[WORK TO COMPLETE]
Update the data below by changing each occurrence of "wooden plank" to "timber board" and keeping everything else as it is.

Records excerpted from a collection

--- Start ---

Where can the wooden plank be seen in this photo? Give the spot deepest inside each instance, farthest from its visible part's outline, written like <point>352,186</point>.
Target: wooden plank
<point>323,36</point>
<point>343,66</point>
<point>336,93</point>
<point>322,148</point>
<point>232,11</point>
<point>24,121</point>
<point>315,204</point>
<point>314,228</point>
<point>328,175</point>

--- End ---

[TASK OUTPUT]
Where can the timber board be seen in this photo? Give the spot deepest inside each instance, farthest from its visible part's outline, written like <point>352,186</point>.
Target: timber board
<point>323,36</point>
<point>343,66</point>
<point>336,93</point>
<point>322,148</point>
<point>232,11</point>
<point>24,121</point>
<point>315,204</point>
<point>314,228</point>
<point>328,175</point>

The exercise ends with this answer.